Mère et travail : rôles en conflit ?

madre lavoratrice

Isabelle Cassarà

Officiel du Conseil Pontifical pour les Laïcs

Mère de famille

Italie

Concilier l’activité professionnelle, les exigences familiales et l’éducation des enfants est un problème toujours plus ressenti par les femmes d’aujourd’hui.

La lutte pour la parité politique sociale et économique entre les sexes est arrivée graduellement à un processus d’émancipation des femmes qui a eu différentes répercussions, entre autres – et non pas des moindres – celle d’avoir permis à la femme d’entrer dans le monde du travail et la participation à la vie politique et administrative. Sans vouloir entrer dans le mérite des multiples idéologies nées dans le giron de l’émancipation féminine, j’aimerais toutefois aborder un sujet qui concerne, et qui certainement tient beaucoup à cœur, à un grand nombre de femmes de notre temps : la conciliation, ou “le jeu d’équilibre”, entre l’activité professionnelle et des exigences familiales. En effet, il est indéniable qu’aujourd’hui, en dépit des nombreuses conquêtes, les tâches professionnelles et le soin de la famille semblent être deux activités complètement inconciliables.

════════════════════

» **Énoncé 1**:
Reproduisez les enregistrements ci-dessous, depuis la ligne contenant "interior in the photo above." jusqu'à la fin, consignes comprises. Décalez chaque coordonnée des réponses en lui ajoutant 64.

════════════════════

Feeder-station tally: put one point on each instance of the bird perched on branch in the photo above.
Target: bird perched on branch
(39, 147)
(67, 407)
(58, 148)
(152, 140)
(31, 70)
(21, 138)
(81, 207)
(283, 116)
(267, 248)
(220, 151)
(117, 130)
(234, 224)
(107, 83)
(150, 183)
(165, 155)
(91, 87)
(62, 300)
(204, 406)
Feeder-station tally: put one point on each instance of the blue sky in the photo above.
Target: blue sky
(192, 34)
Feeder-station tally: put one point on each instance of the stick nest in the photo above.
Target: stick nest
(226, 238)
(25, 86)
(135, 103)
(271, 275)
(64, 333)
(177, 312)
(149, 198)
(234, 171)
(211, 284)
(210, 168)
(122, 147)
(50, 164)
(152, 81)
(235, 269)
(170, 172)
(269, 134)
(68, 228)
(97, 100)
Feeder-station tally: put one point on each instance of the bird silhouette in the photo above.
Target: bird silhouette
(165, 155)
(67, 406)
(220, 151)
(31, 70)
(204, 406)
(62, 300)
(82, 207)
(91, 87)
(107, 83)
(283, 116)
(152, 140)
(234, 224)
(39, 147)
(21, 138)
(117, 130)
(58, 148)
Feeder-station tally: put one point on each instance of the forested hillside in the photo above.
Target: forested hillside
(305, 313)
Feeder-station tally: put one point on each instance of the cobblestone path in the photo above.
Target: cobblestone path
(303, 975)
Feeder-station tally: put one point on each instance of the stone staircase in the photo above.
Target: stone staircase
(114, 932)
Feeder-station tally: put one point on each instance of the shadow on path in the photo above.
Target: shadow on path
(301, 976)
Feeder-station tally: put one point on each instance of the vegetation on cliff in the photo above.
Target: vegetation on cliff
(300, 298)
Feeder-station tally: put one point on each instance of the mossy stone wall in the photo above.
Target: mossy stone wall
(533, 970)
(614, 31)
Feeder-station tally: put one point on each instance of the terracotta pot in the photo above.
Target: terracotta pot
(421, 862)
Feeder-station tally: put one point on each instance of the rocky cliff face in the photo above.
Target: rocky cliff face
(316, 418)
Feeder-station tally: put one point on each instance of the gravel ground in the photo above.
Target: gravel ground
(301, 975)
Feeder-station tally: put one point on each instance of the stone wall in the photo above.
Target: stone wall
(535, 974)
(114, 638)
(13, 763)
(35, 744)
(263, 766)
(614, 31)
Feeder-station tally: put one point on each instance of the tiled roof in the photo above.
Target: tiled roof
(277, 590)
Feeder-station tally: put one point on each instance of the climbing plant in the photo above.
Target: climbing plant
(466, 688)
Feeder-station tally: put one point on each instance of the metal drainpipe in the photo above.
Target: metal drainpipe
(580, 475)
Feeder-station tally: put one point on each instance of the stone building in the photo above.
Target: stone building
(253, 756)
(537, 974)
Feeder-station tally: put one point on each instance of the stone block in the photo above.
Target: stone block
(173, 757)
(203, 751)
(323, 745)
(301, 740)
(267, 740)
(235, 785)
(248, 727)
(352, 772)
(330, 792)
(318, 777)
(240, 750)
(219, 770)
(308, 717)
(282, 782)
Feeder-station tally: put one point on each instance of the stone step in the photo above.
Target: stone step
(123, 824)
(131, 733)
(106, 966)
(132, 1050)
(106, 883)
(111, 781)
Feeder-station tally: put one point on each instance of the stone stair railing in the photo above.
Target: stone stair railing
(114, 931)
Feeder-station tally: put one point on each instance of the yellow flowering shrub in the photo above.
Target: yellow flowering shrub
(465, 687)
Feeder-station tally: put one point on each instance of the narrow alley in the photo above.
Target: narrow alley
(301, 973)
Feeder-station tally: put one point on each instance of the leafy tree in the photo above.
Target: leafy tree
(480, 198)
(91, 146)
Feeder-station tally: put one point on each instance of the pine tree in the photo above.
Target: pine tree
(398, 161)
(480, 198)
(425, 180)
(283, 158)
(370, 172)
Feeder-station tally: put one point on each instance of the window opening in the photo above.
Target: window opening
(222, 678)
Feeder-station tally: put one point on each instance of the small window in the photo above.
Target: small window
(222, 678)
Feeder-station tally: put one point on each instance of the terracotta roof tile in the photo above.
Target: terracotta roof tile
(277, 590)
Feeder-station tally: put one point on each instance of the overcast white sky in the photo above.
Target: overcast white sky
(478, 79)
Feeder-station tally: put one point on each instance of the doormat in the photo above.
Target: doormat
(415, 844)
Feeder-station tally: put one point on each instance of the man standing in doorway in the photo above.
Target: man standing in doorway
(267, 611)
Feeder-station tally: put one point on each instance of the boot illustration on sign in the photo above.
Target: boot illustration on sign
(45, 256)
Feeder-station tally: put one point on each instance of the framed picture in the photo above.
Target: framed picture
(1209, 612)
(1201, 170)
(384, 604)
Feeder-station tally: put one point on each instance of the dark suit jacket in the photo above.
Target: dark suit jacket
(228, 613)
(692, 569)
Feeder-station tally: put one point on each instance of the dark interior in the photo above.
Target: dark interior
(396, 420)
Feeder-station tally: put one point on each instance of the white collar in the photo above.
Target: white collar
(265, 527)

════════════════════

» **Énoncé 2**:
Condensez sous forme de liste le paragraphe de l'article qui commence par « La lutte pour la parité », en conservant ses faits principaux.

» **Réponse attendue 1**:
Feeder-station tally: put one point on each instance of the dark interior in the photo above.
Target: dark interior
(460, 484)
Feeder-station tally: put one point on each instance of the white collar in the photo above.
Target: white collar
(329, 591)

» **Réponse attendue 2**:
- La lutte pour la parité politique, sociale et économique entre les sexes a progressivement mené à un processus d'émancipation des femmes.
- Cette émancipation a notamment permis aux femmes d'entrer dans le monde du travail et de participer à la vie politique et administrative.
- Sans discuter les idéologies nées de l'émancipation féminine, le paragraphe aborde la conciliation, ou « jeu d'équilibre », entre activité professionnelle et exigences familiales, sujet cher à de nombreuses femmes.
- Malgré de nombreuses conquêtes, tâches professionnelles et soin de la famille semblent aujourd'hui complètement inconciliables.